Labeled-object pointing data:
▬▬▬▬▬▬
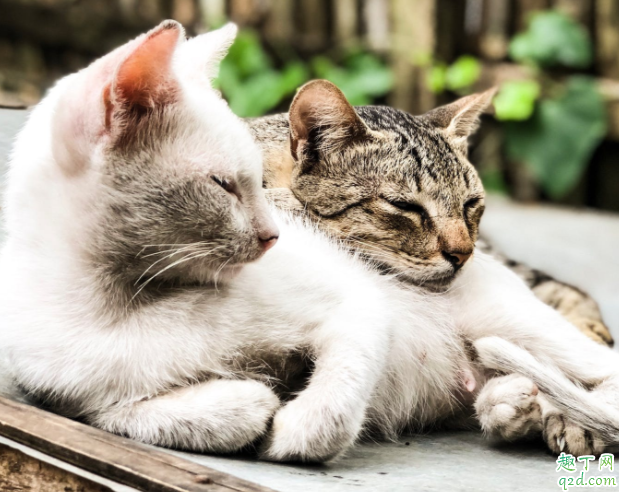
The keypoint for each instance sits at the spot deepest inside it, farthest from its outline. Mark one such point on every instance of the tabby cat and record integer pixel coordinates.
(414, 229)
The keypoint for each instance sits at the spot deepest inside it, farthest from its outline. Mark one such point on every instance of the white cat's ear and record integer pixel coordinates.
(460, 119)
(144, 79)
(322, 120)
(199, 57)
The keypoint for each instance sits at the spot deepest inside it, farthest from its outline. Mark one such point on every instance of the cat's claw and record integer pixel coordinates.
(507, 407)
(563, 436)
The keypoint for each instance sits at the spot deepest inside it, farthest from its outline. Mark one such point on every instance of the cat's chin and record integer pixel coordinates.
(218, 276)
(436, 284)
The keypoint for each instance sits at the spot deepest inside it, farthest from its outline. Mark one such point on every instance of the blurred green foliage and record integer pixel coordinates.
(558, 140)
(458, 76)
(516, 100)
(556, 136)
(552, 123)
(253, 85)
(249, 80)
(552, 39)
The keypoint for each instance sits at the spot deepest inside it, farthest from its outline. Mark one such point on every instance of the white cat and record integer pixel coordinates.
(131, 298)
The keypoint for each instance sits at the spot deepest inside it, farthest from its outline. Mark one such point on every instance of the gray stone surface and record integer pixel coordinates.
(575, 246)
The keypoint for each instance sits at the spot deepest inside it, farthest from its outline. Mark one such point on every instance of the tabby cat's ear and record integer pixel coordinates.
(144, 78)
(460, 119)
(322, 120)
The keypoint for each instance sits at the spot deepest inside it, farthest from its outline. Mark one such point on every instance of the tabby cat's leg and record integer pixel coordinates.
(576, 306)
(511, 408)
(216, 416)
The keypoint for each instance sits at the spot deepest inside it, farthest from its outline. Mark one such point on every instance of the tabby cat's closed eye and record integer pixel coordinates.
(409, 207)
(226, 185)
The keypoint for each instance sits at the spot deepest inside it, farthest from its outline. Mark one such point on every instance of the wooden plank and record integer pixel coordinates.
(345, 22)
(18, 471)
(376, 20)
(412, 49)
(111, 456)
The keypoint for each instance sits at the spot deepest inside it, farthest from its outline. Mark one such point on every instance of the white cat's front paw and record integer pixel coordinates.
(562, 435)
(507, 407)
(310, 433)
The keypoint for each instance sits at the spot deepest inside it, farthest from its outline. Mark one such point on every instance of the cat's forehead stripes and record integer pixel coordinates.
(413, 153)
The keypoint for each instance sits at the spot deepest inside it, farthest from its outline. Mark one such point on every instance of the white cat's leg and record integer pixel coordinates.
(327, 416)
(216, 416)
(507, 407)
(564, 435)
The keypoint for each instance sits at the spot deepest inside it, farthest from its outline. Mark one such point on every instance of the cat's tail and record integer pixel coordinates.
(580, 405)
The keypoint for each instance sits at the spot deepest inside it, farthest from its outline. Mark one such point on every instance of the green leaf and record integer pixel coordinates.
(552, 38)
(516, 100)
(362, 78)
(435, 78)
(463, 73)
(557, 142)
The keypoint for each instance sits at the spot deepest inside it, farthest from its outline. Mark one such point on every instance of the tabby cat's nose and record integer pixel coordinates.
(457, 258)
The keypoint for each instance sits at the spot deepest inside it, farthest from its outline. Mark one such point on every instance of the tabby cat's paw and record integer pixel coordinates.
(562, 435)
(309, 433)
(507, 407)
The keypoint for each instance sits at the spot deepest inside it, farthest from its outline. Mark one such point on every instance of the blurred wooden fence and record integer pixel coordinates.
(37, 33)
(410, 32)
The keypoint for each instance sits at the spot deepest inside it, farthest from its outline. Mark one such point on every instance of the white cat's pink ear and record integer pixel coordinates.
(460, 119)
(199, 57)
(144, 78)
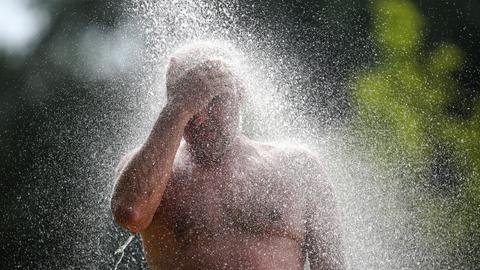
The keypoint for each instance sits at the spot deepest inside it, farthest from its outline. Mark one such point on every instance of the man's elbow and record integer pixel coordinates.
(129, 217)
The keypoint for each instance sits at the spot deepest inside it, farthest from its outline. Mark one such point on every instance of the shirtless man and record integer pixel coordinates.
(219, 200)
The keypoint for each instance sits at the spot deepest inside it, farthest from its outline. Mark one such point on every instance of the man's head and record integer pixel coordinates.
(212, 130)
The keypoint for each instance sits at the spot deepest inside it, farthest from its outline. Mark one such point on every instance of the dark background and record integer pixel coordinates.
(61, 134)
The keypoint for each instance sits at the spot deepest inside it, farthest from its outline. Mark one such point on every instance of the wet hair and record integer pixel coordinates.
(188, 56)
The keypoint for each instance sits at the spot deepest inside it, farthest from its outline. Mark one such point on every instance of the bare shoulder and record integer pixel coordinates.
(291, 154)
(299, 160)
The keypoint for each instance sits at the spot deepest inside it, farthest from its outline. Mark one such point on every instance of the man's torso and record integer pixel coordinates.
(247, 215)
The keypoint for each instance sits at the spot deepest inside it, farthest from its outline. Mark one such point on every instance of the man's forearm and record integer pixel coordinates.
(143, 180)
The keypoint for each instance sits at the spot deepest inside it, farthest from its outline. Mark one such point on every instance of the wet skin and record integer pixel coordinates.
(246, 213)
(220, 200)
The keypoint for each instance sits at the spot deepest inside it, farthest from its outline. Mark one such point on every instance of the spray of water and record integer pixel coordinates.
(377, 225)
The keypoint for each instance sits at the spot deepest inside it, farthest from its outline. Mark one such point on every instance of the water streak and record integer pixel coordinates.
(121, 250)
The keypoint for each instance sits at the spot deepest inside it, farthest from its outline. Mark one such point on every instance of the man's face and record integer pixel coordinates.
(212, 130)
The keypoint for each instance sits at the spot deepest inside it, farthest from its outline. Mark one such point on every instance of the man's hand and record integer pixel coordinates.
(194, 90)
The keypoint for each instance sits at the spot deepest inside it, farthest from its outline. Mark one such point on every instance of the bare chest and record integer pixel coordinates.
(253, 202)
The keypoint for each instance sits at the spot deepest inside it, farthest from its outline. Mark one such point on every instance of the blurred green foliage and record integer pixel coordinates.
(401, 106)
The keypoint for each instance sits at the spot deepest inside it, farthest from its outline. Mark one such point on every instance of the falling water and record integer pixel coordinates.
(121, 250)
(379, 229)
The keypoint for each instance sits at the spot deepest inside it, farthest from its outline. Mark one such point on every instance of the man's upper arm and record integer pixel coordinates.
(324, 243)
(123, 162)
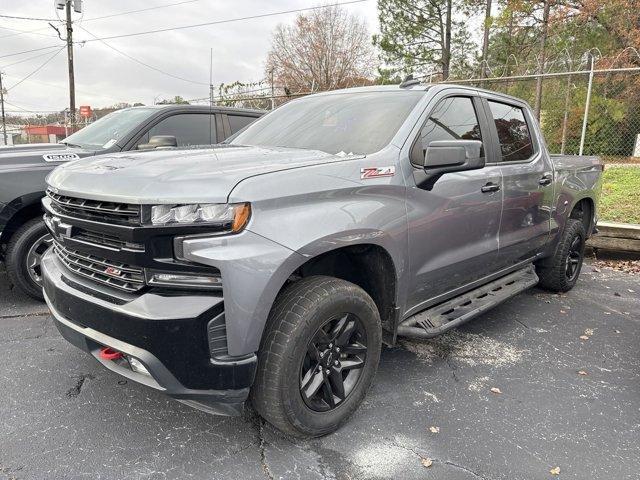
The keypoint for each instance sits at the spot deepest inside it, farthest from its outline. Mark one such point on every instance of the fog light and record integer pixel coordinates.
(166, 279)
(137, 366)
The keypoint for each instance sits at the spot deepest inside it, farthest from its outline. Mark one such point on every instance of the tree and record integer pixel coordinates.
(423, 35)
(323, 50)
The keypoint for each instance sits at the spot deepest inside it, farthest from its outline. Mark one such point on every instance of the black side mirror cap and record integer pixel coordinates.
(447, 156)
(158, 141)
▬▬▬▬▬▬
- [Work instructions] Rewrite all of the data above, substituting "whole-number pixel coordinates" for every occurrence of "integer pixel coordinates" and changing nothing else. Omit the pictures from your answer.

- [Written reply]
The keypoint for each instance sits at the spot deepest inside it, farthest from its outline. Mark one such point on every instance of the tabby cat and record whole-number pixel coordinates.
(414, 229)
The keypoint for each instance sits at the spot deepest inside it, farthest from its outline. Mark one such point on every instance of the white cat's ear and record whole-number pixel coordinates.
(460, 119)
(144, 79)
(322, 120)
(199, 57)
The keypoint for each instance sits at the spot deepest inside it, farthest from its outline. Mark one such point on every instance of the cat's claw and record whole-number pixel coordinates.
(507, 407)
(563, 436)
The keypoint for each instance sits at the spot deepest inside it, farthest from its outline. Mark one such point on every instance of the cat's chin and record whole-number pixel coordinates.
(218, 276)
(436, 284)
The keypoint for each instance sits at the spot deepest inside it, farthest from its outline. Mark one such point on every instance of the blurred green foliage and record whole-number pixel coordinates.
(558, 140)
(458, 76)
(516, 100)
(556, 136)
(552, 123)
(253, 85)
(249, 80)
(552, 39)
The keypoint for each instance sits at the spot deepest inside it, farthest from its outline. Mark one such point on every instance of the white cat and record whole-number pixel coordinates.
(131, 298)
The keypoint for each instance sits at the spot deepest inside it, farthest from its outline. Mark one such point on every instance of the gray stone surface and record whole-number pixel coordinates.
(575, 246)
The keypoint for each instance sits at the spot deepest inside it, farthest from its outline. Mark one such point on every instance of the tabby cat's ear and record whole-number pixel coordinates.
(144, 78)
(460, 119)
(322, 120)
The keypoint for each instance sits at the spot deepest inside it, farthest from its outline. Mark one such point on every instance of the tabby cat's leg and record whole-number pixel coordinates.
(576, 306)
(511, 408)
(216, 416)
The keypoint for each instance sits at the spot deepest inside it, farthest from its outline. Mark one such point on every instance of the tabby cat's closed eye and record whole-number pixel coordinates.
(409, 207)
(226, 185)
The keypoint for each instance sits at the spot deepest inside it, farthest from its outline. Mark one such point on every instance of the wooden plank and record whole-number pixel coordinates.
(345, 22)
(18, 471)
(376, 20)
(412, 49)
(111, 456)
The keypoint for each instance sits at the spot deepest inside it, farthest from its outline. Mark one such point on every instance of the white cat's front paw and record whole-number pixel coordinates.
(562, 435)
(507, 407)
(310, 433)
The keypoint for each instance sits at the spot deepest inside it, farthest from its outline. Mark one such point on every instance of the cat's forehead stripes and record whole-number pixel coordinates.
(413, 153)
The keypoint for each instance sits at the spot deepest inside it, farthest from its outline. Mark one such point on every instance of the white cat's leg and record whole-number pixel coordinates.
(327, 416)
(216, 416)
(507, 407)
(564, 435)
The keypoint for each instance sits at the spot deepest inside it, farthest from its outline. Mark one such point on every instance of the cat's tail and record whole-number pixel coordinates.
(580, 405)
The keypoint for each instance sits at the spot deepest inside it, farthest from its outline. Mark one such point on every instance of the green leaf and record whole-number pixel coordinates.
(552, 38)
(516, 100)
(362, 78)
(435, 78)
(463, 73)
(557, 142)
The keypoint for each instance sits at the spot deepest inside it, farthest from its outline. Mark one such point on every instance of the tabby cat's nose and record whole-number pixel coordinates.
(457, 258)
The keypoint for each instance sits at the spot deepest inside it, farthest from its outline. Mark one such point on every instance of the tabby cat's paw and record whole-number pixel coordinates.
(562, 435)
(309, 433)
(507, 407)
The keypoint for each instance sits at the spot deepest inside it, farthest from its outline. Mark one such point on every instance of the blurred wooden fence and record whole-number pixel coordinates.
(37, 33)
(410, 32)
The keypoint for each instance sits at the spot deepest inside it, farthest from its outline. Mark one such point on every instance of the white cat's pink ear and record whole-number pixel coordinates.
(460, 119)
(199, 57)
(144, 78)
The keypoint for each instance sits at the spot deepest inside it, farthest from its outline. Mark one such point on every instance of the man's elbow and record whole-number pixel coordinates.
(129, 217)
The keypoint for each instance sits at the spot deepest inside it, farthest from its outline. Mark one such point on every instance of the shirtless man and record whole-number pixel coordinates.
(219, 200)
The keypoint for each instance sits at the spot deepest inside it, farthest from its outline. Mark one such point on every instance of the man's head and record whole-number pixel coordinates.
(212, 130)
The keypoint for each instance sits at the spot deepest inside it, farthest from its outline. Mark one such point on every instance of the dark background and record whole-number pixel coordinates.
(61, 134)
The keypoint for each instance sits at the spot deepest inside it, farthest from its outline. Mark one such point on every instance of the wet hair and record whole-number pixel coordinates.
(188, 56)
The keypoint for each instance sits at the spot deepest inside it, farthest from its outline. Mark one such point on every instance of the bare shoulder and record whole-number pixel coordinates.
(291, 154)
(299, 160)
The keypoint for each instance sits at the spot deepest inside it, farthest from its outline. Mark one such point on every instance of the man's torso and record whole-number pixel coordinates.
(247, 215)
The keypoint for each instance sits at the spot deepest inside it, farthest from its outline. Mark one such point on every instance of the man's forearm and record whole-number pixel coordinates.
(143, 180)
The keypoint for each instance sits at the spot deepest inside it, farthest from its outline. Mark one such point on every instance of the wet skin and record whole-number pixel coordinates.
(246, 213)
(220, 200)
The keypoint for each instance sits at the spot deepest inside it, farthest from its outline. Mark one such point on every instance of the spray of water and record whole-number pixel coordinates.
(377, 225)
The keypoint for each instance sits at the spot deepest inside it, farthest from its outline. Mark one such point on every instance of the water streak and record whole-number pixel coordinates.
(121, 250)
The keypoint for each instance sits at the spot deepest inside it, farthest from its outline. Mark one such point on every instance of the man's face and record whole-number pixel coordinates.
(212, 130)
The keypoint for each instance sits at the spot deepest inside it, farthest from its outline. Mark one such point on every instance of the man's hand and record whole-number pixel coordinates.
(194, 90)
The keypoint for each instance sits at the spot deepest inside it, farthest from its outline. Mark one such point on every instance of the bare chest and record whole-number pixel coordinates.
(253, 202)
The keypoint for each instance sits at the spot deepest inside it, farthest from its outline. Mark one such point on every instance of the blurred green foliage and record whole-number pixel coordinates.
(401, 106)
The keypoint for each instance sits at the spot deepest inside it, farthest from its outline. Mark one such point on every instance of the falling water and record whole-number pixel coordinates.
(121, 250)
(379, 229)
The keypoint for each instance sits at the spot deepest inside it, farthest from its outline. Mark one such point on every instance of the man's upper arm and record whole-number pixel coordinates.
(324, 243)
(123, 162)
The keypoint for each instance sits at the spot deepest inside it, farthest from its outline. Mark one such point on every instance of the fog light and record whole-number pixel coordinates.
(166, 279)
(137, 366)
The keypoint for each instance sits at the spot deepest inside it, farthest from its outline. Mark one such point on every instance of the tree and record whole-number pixel coordinates.
(423, 35)
(323, 50)
The keypoint for each instance sits at the spot deepest inside it, farthest from its outline. Mark one such point on every instance of the black side mirror cap and record whole-number pixel coordinates.
(447, 156)
(158, 141)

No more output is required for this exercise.